Passage given:
┌────────

Pixels and Resolution
|
A picture is worth a thousand words, but requires
a larger file size. |
Image pixels:
In a colour display or a printed image, a pixel (picture element)
is a dot or small area of the picture which is large enough to
carry the three attributes hue, colour saturation,
and brightness but too small to carry any detail. An electronically
produced picture is made up of an array of pixels and is normally
viewed from a distance such that the underlying structure is
no longer visible. |
|
In practice, image pixels are usually composite: the pixels of
a TV picture being composed of areas of red, green, and blue
illumination; and the pixels in a printed image being built up
from groups of cyan, yellow, magenta, and black ink spots. Any
structure within a pixel will average to the required combination
of brightness and colour when viewed from a suitable distance. |
 |
Pixel data:
In the context of photography, the information used to create
a displayed image is usually extracted from a data file. The
data file therefore contains, or can be decompressed in some
way to provide, a set of numbers representing each pixel in the
image. In an uncompressed RGB image file, a pixel is represented
by three numbers, these being related to the brightness values
for red, green, and blue at a particular point in a video display.
In an uncompressed CMYK image file, a pixel is represented by
four numbers, these being related to the amounts of cyan, magenta,
yellow, and black ink to be applied to a particular point in
a printed picture. Other representations are also possible, and
we can, of course, convert between representations for such purposes
as viewing CMYK files on a monitor screen, or printing RGB files
onto paper.

└────────

Direction:
Print the passage on pixels and resolution exactly, starting at "Pixels and Resolution" and ending at "pixel (picture element)".

Dataset content:
┌────────

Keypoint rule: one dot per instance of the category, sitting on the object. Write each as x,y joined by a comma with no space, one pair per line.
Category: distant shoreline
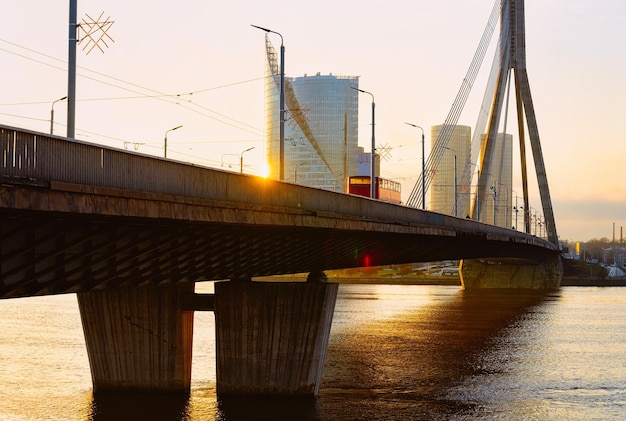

└────────

Answer in full:
Pixels and Resolution
|
A picture is worth a thousand words, but requires
a larger file size. |
Image pixels:
In a colour display or a printed image, a pixel (picture element)